(What is being asked):
Write the line that includes "Q: Where is a point on each instance of the reflection" and all subsequent lines, exactly as written, and nothing more.

(The input):
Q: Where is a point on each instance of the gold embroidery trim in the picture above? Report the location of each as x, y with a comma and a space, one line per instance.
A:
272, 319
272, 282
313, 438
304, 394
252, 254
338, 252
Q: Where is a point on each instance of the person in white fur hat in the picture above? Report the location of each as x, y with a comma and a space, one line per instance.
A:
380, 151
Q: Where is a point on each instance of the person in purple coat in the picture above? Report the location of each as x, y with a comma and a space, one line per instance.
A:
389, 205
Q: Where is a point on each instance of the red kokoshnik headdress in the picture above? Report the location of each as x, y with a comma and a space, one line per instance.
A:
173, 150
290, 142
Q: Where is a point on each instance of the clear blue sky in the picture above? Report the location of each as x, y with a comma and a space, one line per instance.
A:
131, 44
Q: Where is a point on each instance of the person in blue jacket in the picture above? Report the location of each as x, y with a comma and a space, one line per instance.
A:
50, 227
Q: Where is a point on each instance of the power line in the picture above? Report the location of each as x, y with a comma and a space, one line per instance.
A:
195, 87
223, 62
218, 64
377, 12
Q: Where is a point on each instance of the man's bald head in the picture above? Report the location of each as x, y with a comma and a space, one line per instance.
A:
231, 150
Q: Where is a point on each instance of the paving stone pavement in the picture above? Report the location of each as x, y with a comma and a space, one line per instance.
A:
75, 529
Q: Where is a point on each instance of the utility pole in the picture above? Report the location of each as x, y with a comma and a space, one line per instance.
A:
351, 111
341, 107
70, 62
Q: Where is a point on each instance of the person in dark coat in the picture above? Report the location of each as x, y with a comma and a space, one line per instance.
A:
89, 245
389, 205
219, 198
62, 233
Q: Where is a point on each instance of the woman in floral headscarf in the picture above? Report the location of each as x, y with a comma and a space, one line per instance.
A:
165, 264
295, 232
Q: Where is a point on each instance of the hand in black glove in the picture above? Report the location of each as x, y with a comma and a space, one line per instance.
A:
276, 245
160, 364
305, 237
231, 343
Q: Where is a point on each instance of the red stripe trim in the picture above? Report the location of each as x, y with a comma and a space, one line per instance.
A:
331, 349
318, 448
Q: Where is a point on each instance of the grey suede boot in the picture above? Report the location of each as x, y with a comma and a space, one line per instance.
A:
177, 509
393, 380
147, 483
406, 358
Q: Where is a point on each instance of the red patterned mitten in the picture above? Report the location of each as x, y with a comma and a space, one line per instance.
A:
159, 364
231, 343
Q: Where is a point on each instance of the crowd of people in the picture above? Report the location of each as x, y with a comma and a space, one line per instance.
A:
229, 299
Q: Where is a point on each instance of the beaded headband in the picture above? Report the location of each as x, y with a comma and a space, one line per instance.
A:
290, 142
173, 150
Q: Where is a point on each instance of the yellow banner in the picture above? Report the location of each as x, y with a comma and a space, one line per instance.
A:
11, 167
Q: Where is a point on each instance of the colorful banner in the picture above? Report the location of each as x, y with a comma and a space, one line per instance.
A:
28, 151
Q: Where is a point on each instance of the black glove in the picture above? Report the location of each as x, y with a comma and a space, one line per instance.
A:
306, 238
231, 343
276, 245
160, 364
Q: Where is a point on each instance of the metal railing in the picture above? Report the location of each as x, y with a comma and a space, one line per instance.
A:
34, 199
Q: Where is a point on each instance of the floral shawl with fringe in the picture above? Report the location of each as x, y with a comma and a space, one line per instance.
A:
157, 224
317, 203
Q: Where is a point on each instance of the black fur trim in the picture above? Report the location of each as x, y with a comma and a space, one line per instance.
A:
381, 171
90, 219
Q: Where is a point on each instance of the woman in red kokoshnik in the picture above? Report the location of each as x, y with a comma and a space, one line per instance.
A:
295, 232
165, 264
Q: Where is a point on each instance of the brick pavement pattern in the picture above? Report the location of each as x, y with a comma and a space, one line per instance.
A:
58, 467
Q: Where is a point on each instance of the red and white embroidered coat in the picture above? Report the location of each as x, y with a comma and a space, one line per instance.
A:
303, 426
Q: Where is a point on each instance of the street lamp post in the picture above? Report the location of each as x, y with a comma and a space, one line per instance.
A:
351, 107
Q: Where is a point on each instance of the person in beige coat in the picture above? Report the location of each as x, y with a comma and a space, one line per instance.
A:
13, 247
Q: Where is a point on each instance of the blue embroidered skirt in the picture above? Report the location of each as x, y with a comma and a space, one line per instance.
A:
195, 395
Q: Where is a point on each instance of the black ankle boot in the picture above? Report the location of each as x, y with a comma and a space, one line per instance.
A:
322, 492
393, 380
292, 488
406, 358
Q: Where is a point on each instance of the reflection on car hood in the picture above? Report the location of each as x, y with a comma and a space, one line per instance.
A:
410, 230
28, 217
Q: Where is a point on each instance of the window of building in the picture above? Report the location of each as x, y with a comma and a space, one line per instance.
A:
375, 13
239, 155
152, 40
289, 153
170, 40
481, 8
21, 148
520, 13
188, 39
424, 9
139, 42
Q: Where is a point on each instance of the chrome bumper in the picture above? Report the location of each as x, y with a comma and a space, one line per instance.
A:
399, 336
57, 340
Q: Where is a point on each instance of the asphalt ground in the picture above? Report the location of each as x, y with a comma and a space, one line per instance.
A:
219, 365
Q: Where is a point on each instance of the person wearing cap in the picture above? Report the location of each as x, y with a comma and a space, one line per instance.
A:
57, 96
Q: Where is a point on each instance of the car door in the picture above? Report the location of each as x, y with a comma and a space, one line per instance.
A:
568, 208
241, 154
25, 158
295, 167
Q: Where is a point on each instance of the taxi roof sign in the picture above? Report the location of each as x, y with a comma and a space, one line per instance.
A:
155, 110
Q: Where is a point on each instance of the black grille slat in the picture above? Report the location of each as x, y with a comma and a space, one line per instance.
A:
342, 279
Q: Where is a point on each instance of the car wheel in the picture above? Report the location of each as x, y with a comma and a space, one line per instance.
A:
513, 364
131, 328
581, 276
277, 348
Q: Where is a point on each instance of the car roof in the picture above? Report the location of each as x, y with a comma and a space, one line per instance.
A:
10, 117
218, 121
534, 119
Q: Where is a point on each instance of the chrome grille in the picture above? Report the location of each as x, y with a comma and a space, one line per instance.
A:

(Solved exercise):
Q: Where is a point on each instance of the reflection on car hood in the picture above? Report the location of each as x, y with a comma and a space, one line per instance.
A:
410, 230
28, 217
Q: Where is a point on each instance of the window of building in the picture above? Report the location of each as x, y with a comma and a space, one line per instance.
A:
375, 13
239, 155
152, 40
289, 153
170, 40
481, 8
21, 148
520, 13
188, 39
424, 9
139, 42
Q: Where is a point on each instance of the chrome bumper in the picture above? Report the location of each as x, y with a comma and a space, one line per instance.
A:
399, 336
57, 340
Q: Where is a point on each instance of the asphalt ground in the picture above? Report the location of each as x, y with a comma and a space, one line per instance.
A:
219, 365
Q: Where is a point on each instance of the person wearing cap in the picture above? Report the location of each as x, y with a comma and a space, one line per instance.
A:
57, 96
Q: Where is a point on each instance of the car door in the picture above? Report the location of each as x, y with a comma and a space, one line per instance.
A:
568, 208
241, 154
25, 158
295, 167
Q: Where is a point on each instance of the taxi roof sign in the picture above? Report the location of each as x, y with a comma and a space, one line per instance.
A:
155, 110
Q: Where is a point on each instance of the black grille slat in the picture above? Report the location of each as x, y with a comma and a space, one line per instance.
A:
342, 279
Q: Where is a point on each instance of the car wheel in the picture above? Report the location of each as x, y with a comma and a space, one line per instance.
A:
513, 364
131, 328
581, 276
277, 348
Q: Where is a point on each instance of the car roof in the picture above? Report the location of each as x, y with a comma and a space, one line per instance.
A:
10, 117
218, 121
534, 119
Q: Where is a point on each instance of the chrome grille in the picture above? Report the location of each as x, y with a comma and a space, one line per instance.
A:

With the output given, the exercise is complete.